RECORDS FOR THIS EXERCISE -
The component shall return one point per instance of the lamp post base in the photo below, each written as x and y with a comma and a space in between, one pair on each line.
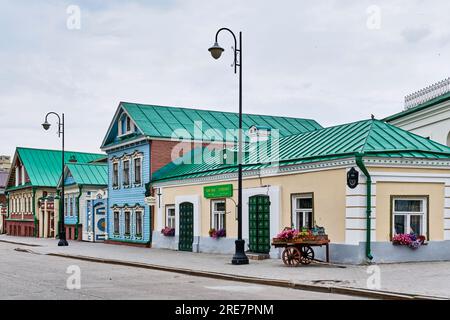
62, 240
239, 257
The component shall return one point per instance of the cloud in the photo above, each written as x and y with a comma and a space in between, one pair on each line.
300, 58
416, 34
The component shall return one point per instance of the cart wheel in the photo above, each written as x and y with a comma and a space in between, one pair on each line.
307, 255
291, 256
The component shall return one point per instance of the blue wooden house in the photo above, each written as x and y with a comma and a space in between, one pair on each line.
140, 140
85, 201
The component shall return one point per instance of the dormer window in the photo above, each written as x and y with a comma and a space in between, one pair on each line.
126, 126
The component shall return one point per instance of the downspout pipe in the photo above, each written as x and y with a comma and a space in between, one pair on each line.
35, 233
80, 189
360, 163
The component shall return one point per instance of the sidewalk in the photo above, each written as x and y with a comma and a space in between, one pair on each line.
423, 279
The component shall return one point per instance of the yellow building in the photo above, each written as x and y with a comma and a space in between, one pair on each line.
364, 182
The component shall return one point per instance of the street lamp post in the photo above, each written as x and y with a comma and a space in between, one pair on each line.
62, 229
216, 51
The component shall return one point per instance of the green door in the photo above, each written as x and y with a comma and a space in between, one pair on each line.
186, 237
259, 224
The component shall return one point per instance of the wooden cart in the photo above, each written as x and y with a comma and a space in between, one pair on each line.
300, 251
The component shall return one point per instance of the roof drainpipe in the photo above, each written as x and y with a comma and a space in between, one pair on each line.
35, 231
363, 168
80, 189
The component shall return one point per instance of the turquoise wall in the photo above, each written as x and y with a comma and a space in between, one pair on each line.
130, 196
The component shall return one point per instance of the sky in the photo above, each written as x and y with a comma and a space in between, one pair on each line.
334, 61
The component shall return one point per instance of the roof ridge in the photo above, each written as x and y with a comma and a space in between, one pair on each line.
55, 150
209, 110
325, 128
369, 131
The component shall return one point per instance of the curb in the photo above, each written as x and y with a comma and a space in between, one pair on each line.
374, 294
21, 243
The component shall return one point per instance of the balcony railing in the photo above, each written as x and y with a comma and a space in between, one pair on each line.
429, 93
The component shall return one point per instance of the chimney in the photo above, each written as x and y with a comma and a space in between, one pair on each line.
73, 159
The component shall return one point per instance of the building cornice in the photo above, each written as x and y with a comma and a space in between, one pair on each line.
313, 167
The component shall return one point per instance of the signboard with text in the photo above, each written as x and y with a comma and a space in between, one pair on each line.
221, 191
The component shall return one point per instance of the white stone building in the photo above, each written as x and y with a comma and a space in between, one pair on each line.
427, 113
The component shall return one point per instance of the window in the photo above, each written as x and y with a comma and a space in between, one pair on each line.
70, 206
128, 126
218, 214
66, 212
127, 222
409, 215
137, 171
302, 211
115, 174
75, 208
126, 173
139, 223
116, 222
125, 125
170, 217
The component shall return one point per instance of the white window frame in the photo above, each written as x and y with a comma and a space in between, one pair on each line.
303, 211
140, 158
117, 185
126, 159
170, 220
218, 218
126, 118
118, 222
408, 215
141, 212
125, 211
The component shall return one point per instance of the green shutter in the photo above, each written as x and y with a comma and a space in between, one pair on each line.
259, 224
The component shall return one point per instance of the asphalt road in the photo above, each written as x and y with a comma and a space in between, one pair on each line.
30, 276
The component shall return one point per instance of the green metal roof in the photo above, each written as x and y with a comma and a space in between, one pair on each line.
44, 166
89, 174
420, 107
160, 122
369, 137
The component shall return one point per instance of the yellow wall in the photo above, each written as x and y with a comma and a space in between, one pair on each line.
328, 186
435, 192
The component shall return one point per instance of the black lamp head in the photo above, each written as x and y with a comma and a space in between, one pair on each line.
216, 50
46, 125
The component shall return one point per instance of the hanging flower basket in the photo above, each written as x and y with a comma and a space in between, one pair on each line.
410, 240
216, 234
168, 232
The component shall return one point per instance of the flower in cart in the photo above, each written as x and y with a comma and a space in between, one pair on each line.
415, 244
411, 240
221, 233
421, 239
402, 239
288, 234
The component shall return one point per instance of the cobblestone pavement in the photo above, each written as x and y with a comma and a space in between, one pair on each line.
25, 275
424, 278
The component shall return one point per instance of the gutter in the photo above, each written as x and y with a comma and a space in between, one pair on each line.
360, 163
80, 187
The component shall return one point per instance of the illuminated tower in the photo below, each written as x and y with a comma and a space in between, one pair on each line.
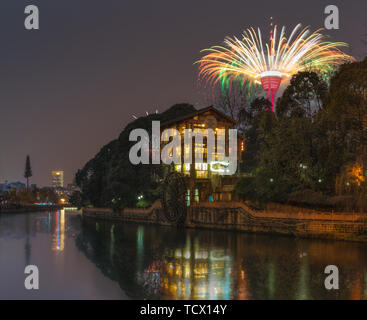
58, 179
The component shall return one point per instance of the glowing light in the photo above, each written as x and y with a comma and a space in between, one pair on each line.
248, 59
219, 166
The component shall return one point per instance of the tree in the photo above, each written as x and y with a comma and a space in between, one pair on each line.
28, 170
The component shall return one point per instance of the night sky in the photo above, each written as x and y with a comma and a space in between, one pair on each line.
71, 87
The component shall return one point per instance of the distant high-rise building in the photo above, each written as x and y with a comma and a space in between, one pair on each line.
58, 179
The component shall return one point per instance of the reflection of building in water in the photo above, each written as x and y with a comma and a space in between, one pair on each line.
58, 179
192, 273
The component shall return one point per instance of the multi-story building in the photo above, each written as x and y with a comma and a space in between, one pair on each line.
57, 179
205, 180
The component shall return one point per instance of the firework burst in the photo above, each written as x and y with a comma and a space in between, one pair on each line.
252, 61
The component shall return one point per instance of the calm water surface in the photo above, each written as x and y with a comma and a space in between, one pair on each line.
106, 260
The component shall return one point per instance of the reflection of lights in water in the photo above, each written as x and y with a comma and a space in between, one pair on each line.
194, 273
59, 242
271, 281
302, 292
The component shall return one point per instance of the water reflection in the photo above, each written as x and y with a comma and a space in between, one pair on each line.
166, 263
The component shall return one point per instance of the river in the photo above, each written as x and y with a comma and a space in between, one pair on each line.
88, 259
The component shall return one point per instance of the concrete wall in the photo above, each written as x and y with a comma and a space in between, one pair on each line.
237, 216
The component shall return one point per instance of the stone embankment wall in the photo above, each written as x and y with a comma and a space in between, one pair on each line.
238, 216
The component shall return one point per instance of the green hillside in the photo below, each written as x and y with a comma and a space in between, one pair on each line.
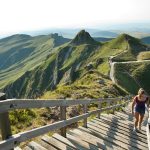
65, 66
132, 76
21, 53
146, 40
132, 47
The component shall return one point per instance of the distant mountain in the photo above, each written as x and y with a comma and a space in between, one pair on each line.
146, 40
133, 76
132, 47
61, 66
101, 39
20, 53
83, 37
105, 34
80, 65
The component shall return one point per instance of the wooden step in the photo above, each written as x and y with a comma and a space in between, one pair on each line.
85, 145
116, 136
46, 145
67, 141
27, 148
35, 146
55, 143
86, 136
17, 148
128, 126
116, 131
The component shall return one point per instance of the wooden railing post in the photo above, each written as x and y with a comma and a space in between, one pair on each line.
63, 117
85, 110
99, 107
4, 121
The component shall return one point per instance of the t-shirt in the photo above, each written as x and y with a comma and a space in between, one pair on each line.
140, 103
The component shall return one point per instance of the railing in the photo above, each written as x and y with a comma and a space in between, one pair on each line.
11, 141
148, 129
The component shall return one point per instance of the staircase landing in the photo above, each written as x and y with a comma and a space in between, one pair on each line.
109, 132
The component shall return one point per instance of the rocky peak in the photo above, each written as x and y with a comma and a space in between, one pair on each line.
83, 37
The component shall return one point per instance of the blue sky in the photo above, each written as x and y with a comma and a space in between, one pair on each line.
27, 15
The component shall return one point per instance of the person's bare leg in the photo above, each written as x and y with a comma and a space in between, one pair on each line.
140, 120
136, 115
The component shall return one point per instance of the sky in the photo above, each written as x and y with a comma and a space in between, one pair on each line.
26, 15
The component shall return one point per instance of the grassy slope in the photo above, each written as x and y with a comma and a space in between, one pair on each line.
133, 76
69, 62
20, 53
133, 48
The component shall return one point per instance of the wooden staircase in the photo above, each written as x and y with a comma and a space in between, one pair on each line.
111, 131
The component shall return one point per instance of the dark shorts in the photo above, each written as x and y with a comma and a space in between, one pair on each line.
140, 110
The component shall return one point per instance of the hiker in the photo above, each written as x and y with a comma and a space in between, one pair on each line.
138, 108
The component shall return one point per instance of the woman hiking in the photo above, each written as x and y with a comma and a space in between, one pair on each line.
138, 108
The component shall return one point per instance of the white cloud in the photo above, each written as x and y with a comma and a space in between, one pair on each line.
21, 15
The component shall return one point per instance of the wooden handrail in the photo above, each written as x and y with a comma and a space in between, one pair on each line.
12, 104
14, 140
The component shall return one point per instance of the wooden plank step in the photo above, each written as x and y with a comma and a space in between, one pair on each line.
67, 141
35, 146
131, 117
128, 116
101, 136
128, 132
109, 138
17, 148
127, 126
46, 145
124, 116
119, 132
120, 125
86, 146
27, 148
55, 143
72, 142
86, 136
117, 136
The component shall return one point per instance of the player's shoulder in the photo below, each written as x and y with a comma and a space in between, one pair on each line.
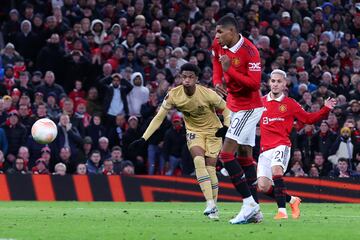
175, 90
250, 48
290, 101
205, 90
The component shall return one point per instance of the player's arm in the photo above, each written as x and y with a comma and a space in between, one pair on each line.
224, 111
252, 77
217, 69
311, 118
155, 123
220, 104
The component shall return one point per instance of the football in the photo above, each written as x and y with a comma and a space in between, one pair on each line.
44, 131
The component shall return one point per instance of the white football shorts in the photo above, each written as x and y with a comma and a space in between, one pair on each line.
243, 126
278, 156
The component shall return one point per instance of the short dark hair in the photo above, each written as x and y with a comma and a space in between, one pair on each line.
95, 152
228, 20
191, 68
343, 160
116, 148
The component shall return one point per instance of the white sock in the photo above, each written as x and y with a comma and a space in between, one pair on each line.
249, 201
210, 203
282, 210
292, 200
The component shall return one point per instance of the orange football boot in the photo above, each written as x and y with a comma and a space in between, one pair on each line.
280, 215
295, 208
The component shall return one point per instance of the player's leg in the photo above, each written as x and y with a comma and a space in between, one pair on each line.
243, 130
249, 208
213, 147
196, 145
210, 166
279, 161
244, 156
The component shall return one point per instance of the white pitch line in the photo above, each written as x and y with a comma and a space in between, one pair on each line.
226, 212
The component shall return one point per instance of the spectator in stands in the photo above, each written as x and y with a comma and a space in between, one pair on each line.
323, 139
66, 158
50, 85
174, 141
322, 164
138, 95
3, 142
342, 169
127, 168
108, 167
40, 167
115, 101
15, 133
95, 130
76, 121
85, 150
116, 157
313, 172
103, 147
93, 165
93, 102
68, 135
3, 164
342, 147
60, 169
19, 167
51, 58
296, 170
24, 154
81, 169
47, 157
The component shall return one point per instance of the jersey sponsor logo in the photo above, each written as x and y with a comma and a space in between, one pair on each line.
255, 67
267, 120
201, 109
235, 62
282, 108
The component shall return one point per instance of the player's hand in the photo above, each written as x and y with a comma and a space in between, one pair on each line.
137, 144
330, 103
225, 62
221, 132
219, 89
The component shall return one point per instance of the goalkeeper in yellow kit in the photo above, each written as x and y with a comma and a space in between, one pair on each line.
203, 129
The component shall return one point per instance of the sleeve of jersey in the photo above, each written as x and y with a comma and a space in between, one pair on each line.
309, 118
220, 104
155, 123
251, 78
217, 69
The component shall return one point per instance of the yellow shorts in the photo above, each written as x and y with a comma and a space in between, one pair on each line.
207, 141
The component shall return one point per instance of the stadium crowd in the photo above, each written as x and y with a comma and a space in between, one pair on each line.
100, 69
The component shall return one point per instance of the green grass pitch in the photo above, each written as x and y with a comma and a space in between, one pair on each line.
135, 220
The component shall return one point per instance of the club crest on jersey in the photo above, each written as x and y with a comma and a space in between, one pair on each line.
255, 67
235, 62
282, 108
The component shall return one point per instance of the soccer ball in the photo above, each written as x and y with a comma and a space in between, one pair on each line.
44, 131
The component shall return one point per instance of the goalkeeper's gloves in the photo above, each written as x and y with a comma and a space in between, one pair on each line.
137, 144
221, 132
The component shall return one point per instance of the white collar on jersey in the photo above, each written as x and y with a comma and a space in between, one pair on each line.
279, 99
237, 46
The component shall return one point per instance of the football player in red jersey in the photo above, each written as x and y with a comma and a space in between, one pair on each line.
275, 127
237, 60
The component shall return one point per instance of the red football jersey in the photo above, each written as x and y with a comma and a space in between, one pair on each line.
243, 76
278, 118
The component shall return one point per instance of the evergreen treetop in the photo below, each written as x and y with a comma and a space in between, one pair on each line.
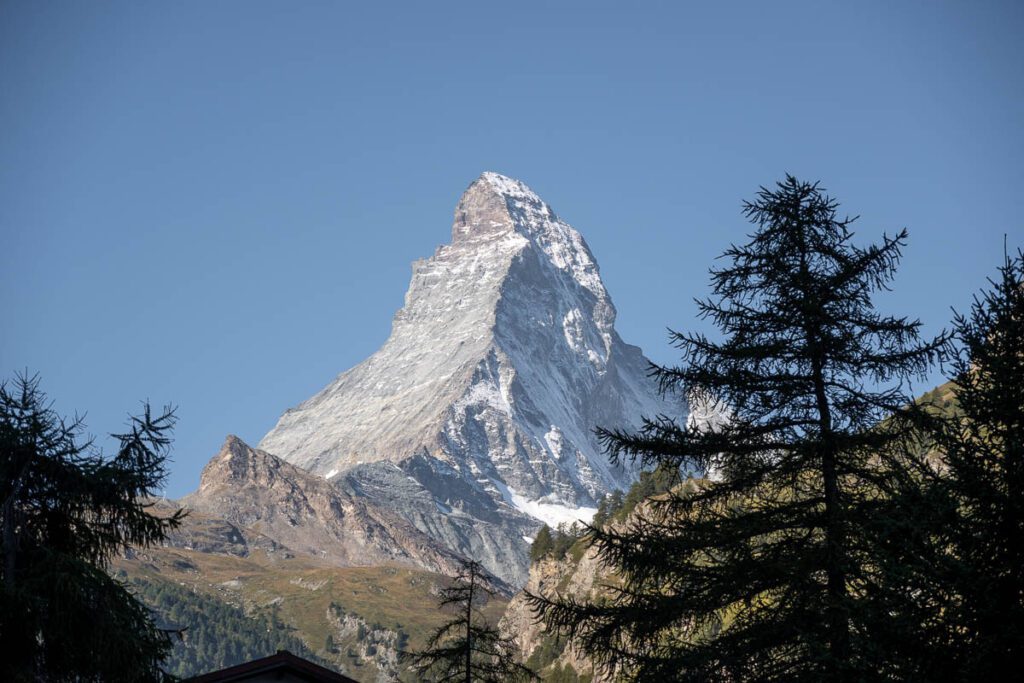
65, 511
765, 570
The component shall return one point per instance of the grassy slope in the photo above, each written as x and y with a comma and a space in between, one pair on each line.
300, 591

PROBLEM DETAILS - Quote exactly the lines from the one that contains "the football player" through the end of the listing above, both ends included, leaving out the pictures.

TASK RESULT -
The component shall return one point per instance of the football player in red jersey in the photo above, each written as x and y with a comma and a space in between, one pair on each line.
275, 127
237, 60
The component shall return one point per instance of the red football jersey in the photo above, each written as x and y with a comma and a space in between, one pair on each line.
243, 76
278, 118
The component shall return one point per instance of the evergreen treetop in the photo below, each written as x and y with a comma and a space in between, one pair on each line.
65, 511
765, 570
The component shall return one point per instance of the grassy slope in the photo above, each written as x and y with a comma and a space in between, one pair on each line.
300, 591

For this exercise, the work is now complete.